# Written problem:
Please extract each line of the listing below that contains the string "Target".

# Entries:
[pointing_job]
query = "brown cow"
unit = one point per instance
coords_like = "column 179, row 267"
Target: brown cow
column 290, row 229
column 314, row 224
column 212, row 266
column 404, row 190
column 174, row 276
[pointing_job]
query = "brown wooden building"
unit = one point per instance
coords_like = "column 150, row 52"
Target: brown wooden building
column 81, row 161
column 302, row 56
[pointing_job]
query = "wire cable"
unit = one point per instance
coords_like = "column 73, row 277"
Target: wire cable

--

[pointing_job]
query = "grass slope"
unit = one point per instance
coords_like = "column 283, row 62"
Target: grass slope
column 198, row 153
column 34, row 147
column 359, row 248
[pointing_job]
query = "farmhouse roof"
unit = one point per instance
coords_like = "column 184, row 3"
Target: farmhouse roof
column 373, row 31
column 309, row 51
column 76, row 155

# Response to the exercise:
Target: brown cow
Target: brown wooden building
Target: wire cable
Target: grass slope
Target: farmhouse roof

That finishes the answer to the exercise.